«PROTECTED MARINE AREAS»
MARINE RESERVES MAY PROMOTE PRESERVATION
OF GRAY WHALE
Protected marine areas have never been a top priority in Russia. At the
same time, by imposing protection status on large sea areas we have made
considerable progress. The Dalnevostochny State Marine Reserve has allowed
us to minimize the negative impact of recreation, poaching and ocean shipping
in the Gulf of Peter the Great. A small marine reserve in the Vostok Gulf
is preventing the sand extraction projects so disastrous for the coastal
area. Due to the timely establishment of a 30-mile marine mammals protection
area, the Komandor Islands Shelf is the only area of the Bering Sea still
undisturbed by the fishing industry. Attached to the Komandorsky State Nature
Reserve, this area is of great value for monitoring natural changes in ecosystems.
Today we face a problem that we cannot solve without protected marine areas:
the problem of the Okhotka-Korean gray whale population. Gray whales are
distinct from other whale populations because of their unique way of living.
They feed on seabed bottom invertebrates in shallow coastal waters and travel
thousands kilometers from feeding to breeding grounds.
The Eastern Pacific population numbers over 20,000 whales. They winter
near the California coast while their fattening grounds are located near
the Bering Strait.
For many years it was believed that whalers had killed off the Okhotka-Korean
(Western-Pacific) as well as the Atlantic gray whales. But in the 1970s
a small group of gray whales (around 200) was discovered in the Western
Pacific; every summer these animals turn up near the northeastern coast
of Sakhalin.
By coincidence, the gray whales favor a shelf area in the Far East where
considerable oil and gas resources have been extracted. The first commercial
oil was produced at the Sakhalin-2 project (contractor — Sakhalin Energy)
on the Molikpak stationary oil platform built in the autumn of 1998. The
drilling of over 10 wells is done from the platform. The oil is pumped through
an underwater pipeline to a floating oil reservoir where tankers berth on
a regular basis.

[Point-based annotation data]

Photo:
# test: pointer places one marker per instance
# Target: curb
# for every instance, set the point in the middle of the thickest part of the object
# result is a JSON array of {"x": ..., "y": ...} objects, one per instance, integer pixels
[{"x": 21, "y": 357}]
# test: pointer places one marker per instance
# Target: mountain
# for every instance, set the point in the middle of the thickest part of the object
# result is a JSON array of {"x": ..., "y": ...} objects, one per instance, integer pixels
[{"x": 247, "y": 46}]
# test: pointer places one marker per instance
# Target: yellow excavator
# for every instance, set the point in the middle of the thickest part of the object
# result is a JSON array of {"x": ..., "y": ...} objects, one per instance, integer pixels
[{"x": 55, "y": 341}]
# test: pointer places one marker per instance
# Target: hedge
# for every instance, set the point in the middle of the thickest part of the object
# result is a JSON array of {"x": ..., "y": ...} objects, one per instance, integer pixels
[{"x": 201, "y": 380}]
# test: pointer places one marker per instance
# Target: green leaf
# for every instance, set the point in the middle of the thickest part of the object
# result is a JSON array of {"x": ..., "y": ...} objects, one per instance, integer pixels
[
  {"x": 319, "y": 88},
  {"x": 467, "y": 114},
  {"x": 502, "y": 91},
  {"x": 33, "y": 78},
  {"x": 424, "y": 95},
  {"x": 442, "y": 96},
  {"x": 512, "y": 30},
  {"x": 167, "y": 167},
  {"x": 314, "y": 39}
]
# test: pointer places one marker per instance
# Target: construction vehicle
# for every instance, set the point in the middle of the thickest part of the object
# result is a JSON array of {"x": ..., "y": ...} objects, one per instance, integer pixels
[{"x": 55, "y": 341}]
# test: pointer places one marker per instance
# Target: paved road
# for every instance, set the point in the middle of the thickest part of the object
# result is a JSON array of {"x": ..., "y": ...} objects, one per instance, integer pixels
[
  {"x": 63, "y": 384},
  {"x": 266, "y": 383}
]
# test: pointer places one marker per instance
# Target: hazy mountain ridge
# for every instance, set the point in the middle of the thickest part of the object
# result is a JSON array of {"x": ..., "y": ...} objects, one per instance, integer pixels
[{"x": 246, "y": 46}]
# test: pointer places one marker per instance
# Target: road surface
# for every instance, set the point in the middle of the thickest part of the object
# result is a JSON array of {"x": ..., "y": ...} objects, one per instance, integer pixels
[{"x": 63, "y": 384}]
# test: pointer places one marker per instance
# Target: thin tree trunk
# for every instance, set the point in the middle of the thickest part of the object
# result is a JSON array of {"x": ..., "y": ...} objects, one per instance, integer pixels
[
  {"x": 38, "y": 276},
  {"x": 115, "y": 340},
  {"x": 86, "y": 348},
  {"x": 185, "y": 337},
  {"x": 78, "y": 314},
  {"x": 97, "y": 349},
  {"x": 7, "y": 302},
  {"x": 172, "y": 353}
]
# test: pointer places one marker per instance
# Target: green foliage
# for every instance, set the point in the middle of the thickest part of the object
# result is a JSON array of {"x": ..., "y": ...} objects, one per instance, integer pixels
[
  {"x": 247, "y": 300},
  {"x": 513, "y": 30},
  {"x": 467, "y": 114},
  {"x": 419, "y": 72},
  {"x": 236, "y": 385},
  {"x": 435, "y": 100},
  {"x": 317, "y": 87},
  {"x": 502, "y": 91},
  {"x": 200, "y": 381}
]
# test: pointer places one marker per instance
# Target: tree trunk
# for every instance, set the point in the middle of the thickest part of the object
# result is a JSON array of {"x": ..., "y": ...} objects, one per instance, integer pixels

[Description of the task]
Answer the following questions using the text on protected marine areas:
(a) Which reserve has minimized the negative impact of recreation, poaching and ocean shipping in the Gulf of Peter the Great?
(b) Where does the Eastern Pacific gray whale population spend the winter?
(c) On which platform was the first commercial oil of the Sakhalin-2 project produced?

[The output]
(a) The Dalnevostochny State Marine Reserve.
(b) Near the California coast.
(c) The Molikpak stationary oil platform.